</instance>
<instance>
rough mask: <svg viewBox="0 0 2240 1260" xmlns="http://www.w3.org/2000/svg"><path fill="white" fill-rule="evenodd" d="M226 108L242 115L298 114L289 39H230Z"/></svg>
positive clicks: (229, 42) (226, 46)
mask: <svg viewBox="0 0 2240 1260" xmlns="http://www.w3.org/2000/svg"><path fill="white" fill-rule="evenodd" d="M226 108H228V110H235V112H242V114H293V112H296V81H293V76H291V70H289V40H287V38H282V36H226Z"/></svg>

■ ■ ■

- _INSTRUCTIONS FOR THE TASK_
Edit the items above by replacing "positive clicks" with "foreground points" and leaving everything else unchanged.

- _EXERCISE RESPONSE_
</instance>
<instance>
rough mask: <svg viewBox="0 0 2240 1260" xmlns="http://www.w3.org/2000/svg"><path fill="white" fill-rule="evenodd" d="M226 108L242 115L298 114L289 39H230Z"/></svg>
foreground points: (229, 42) (226, 46)
mask: <svg viewBox="0 0 2240 1260" xmlns="http://www.w3.org/2000/svg"><path fill="white" fill-rule="evenodd" d="M226 108H228V110H235V112H242V114H293V112H296V81H293V76H291V70H289V40H287V38H282V36H226Z"/></svg>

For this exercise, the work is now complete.